■ DOCUMENT PASSAGE
GPUs on Quest#

GPUs are important hardware that can enable significant performance improvement in everything from ML and AI to computational simulations and traditional calculations. The demand for GPUs is continuously growing in almost every sector.

When using GPU resources in a high-performance computing environment, it’s important to understand that wait times may be longer due to the resource demand. It’s also important to ensure that your code is using the GPUs as expected.

This guide provides information on how you can leverage the GPU resources that are available to you in our systems.

Attention

For technical details on the available GPUs in the General Access partitions, please see Quest Storage and Compute Resources.

Note

NVIDIA driver version 570.86.15 is installed on all Quest GPU nodes which is compatible with applications built with CUDA Toolkit 12.8 or earlier.

Requesting General Access GPUs#

A common use case for researchers is the need to submit batch jobs to GPUs. The guide below provides the process to submit a simple GPU enabled batch job to the gengpu partition.

Jobs on the General Access GPU nodes can run for a maximum of 48 hours. To submit jobs to General Access GPU nodes, set the --partition to gengpu and set the --gres option to the number of GPU cards required.

Example batch job submission script header:

#!/bin/bash
#SBATCH --account=<account>  ## Required: your Slurm account name, i.e. eXXXX, pXXXX or bXXXX
#SBATCH --partition=<partition> ## Required: buyin, short, normal, long, gengpu, genhimem, etc.
#SBATCH --time=<HH:MM:SS>       ## Required: How long will the job need to run?  Limits vary by partition
#SBATCH --gres=gpu:1            ## Required: How long will the job need to run?  Limits vary by partition
#SBATCH --nodes=<#>             ## How many computers/nodes do you need? Usually 1
#SBATCH --ntasks=<#>            ## How many CPUs or processors do you need? (default value 1)
#SBATCH --mem=<#G>              ## How much RAM do you need per computer/node? G = gigabytes
#SBATCH --job-name=<name>       ## Used to identify the job

# clear your environment
module purge

# load any modules needed
module load matlab/r2023b

# List the Avaulable GPU Devices
matlab -batch 'gpuDeviceTable'

The specific type of GPU card can also be specified with the --gres option. For example, to request one A100 GPU card, use --gres=gpu:a100:1. To schedule an H100 card, change the option to --gres=gpu:h100:1. It can be important to reference the type of GPU as the memory and capabilities may differ by model. It can sometimes be beneficial to go for the older models due to availability even if their performance may not be as cutting-edge as the newer capabilities.

The --gres option should also be used to request GPU resources for interactive jobs.

Note

Any Slurm memory settings, such as with --mem, are for general, not GPU, memory. Jobs automatically have access to all of the memory of the GPU cards requested. GPU jobs may need as much or more general memory as the memory available on the GPU card (which is 40 GB or 80 GB as indicated in the technical specifications).

Note

There are some limits on the General Access GPU partitions. The total number of GPUs any individual user can utilize across all running jobs is eight. If you submit additional jobs that put you above this limit your job will be set to pending (PD) with a reason of (QOSMaxGRESPerUser). As your active jobs complete and the sum total of GPUs you are running on goes below eight, your pending jobs will change their reason to the usual (RESOURCES) or (PRIORITY).

■ REQUEST A
Reproduce the stretch of the Quest GPU guide from "Requesting General Access" through "gengpu, genhimem, etc.".
■ REQUEST B
Continue the Quest GPU guide from its final sentence.

■ DATA LISTING
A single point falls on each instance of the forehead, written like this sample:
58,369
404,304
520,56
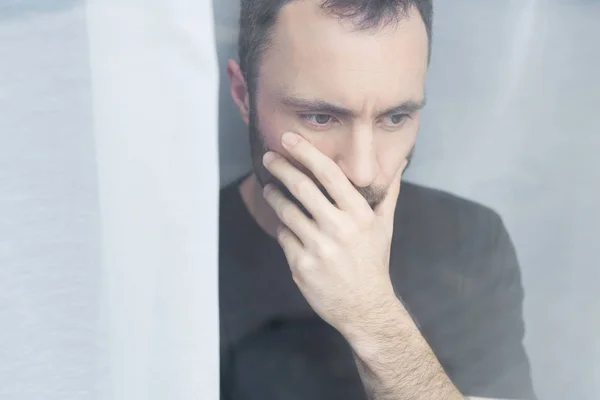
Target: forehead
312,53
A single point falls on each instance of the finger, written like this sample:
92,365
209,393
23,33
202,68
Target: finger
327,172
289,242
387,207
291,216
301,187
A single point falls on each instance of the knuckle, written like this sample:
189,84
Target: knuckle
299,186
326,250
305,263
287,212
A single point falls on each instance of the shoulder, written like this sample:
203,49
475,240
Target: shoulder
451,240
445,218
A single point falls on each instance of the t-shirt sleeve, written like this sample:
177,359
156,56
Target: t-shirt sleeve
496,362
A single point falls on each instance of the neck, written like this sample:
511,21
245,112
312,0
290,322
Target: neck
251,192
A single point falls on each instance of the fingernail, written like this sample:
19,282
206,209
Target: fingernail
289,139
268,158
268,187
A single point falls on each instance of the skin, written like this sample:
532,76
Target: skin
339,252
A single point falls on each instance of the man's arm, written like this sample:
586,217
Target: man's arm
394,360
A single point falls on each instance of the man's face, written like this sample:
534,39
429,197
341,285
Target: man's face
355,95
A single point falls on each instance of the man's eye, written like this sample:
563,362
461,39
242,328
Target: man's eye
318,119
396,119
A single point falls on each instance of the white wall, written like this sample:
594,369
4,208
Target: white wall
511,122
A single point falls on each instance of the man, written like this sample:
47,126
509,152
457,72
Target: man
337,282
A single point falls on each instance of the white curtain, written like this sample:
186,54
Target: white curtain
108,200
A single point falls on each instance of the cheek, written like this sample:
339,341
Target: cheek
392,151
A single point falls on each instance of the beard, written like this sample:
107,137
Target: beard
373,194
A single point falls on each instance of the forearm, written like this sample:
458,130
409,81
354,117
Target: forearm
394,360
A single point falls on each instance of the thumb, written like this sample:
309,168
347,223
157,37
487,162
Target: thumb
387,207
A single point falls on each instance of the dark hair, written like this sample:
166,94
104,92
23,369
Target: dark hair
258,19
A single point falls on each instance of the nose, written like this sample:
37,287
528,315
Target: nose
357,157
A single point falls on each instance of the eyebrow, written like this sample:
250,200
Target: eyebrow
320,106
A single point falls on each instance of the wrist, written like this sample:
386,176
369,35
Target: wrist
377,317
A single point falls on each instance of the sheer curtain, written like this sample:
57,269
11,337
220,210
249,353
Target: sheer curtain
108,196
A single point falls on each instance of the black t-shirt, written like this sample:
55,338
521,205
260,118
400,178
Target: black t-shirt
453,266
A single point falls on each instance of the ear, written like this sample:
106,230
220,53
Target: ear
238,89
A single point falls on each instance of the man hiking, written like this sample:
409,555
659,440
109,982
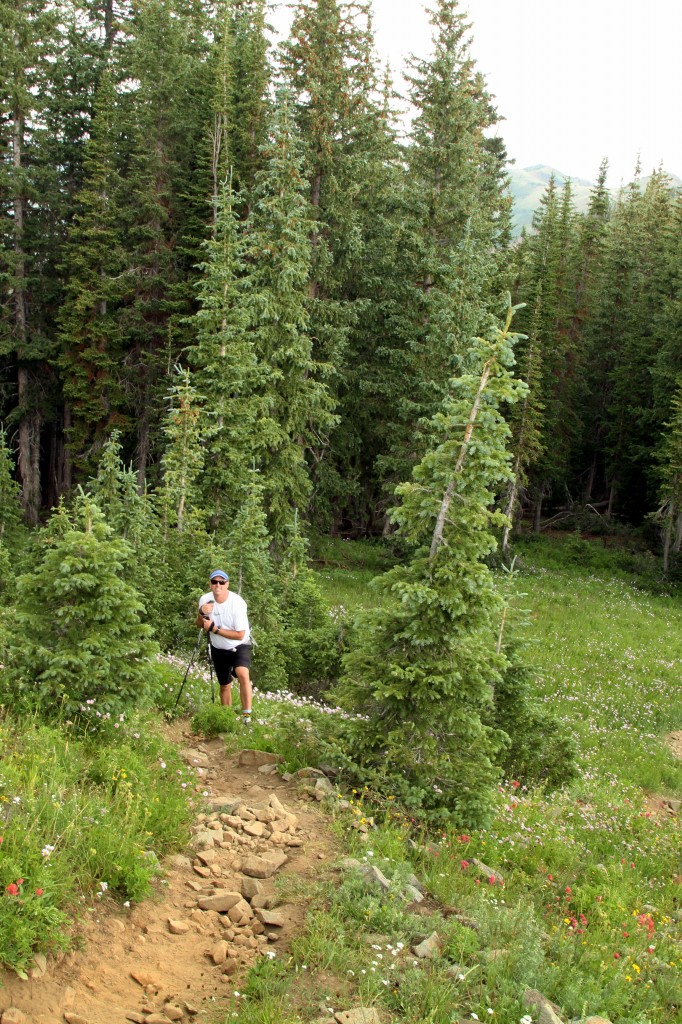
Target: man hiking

■ REPLY A
Requesting General Access GPUs#

A common use case for researchers is the need to submit batch jobs to GPUs. The guide below provides the process to submit a simple GPU enabled batch job to the gengpu partition.

Jobs on the General Access GPU nodes can run for a maximum of 48 hours. To submit jobs to General Access GPU nodes, set the --partition to gengpu and set the --gres option to the number of GPU cards required.

Example batch job submission script header:

#!/bin/bash
#SBATCH --account=<account>  ## Required: your Slurm account name, i.e. eXXXX, pXXXX or bXXXX
#SBATCH --partition=<partition> ## Required: buyin, short, normal, long, gengpu, genhimem, etc.

■ REPLY B
GPUs for Interactive Sessions#

You can request GPUs for applications like JupyterHub via Quest OnDemand. This can be done by selecting the gengpu partition in the SLURM Partition option for the application. After that, additional configuration options such as the type of GPU and number of GPUs required, should appear.

As it was mentioned above, GPUs are often in higher demand. Because of this, we don’t recommend asking for a large amount of GPU resources for interactive jobs. If you do request a large amount of GPU resources, your job may be waiting for a long period of time before it becomes active and available to you. If you have a unique use case, we recommend you reach out to our team at quest-help@northwestern.edu to discuss further.

Note

GPUs are not available as part of the Quest Analytics service.

Important Considerations When Requesting GPU Resources#

There are several factors to consider before determining the appropriate GPU request.

  • Does the job require a specific type of NVIDIA GPU Card?

  • How much GPU memory does the job need?

  • Does the job require the use of more than 1 GPU card?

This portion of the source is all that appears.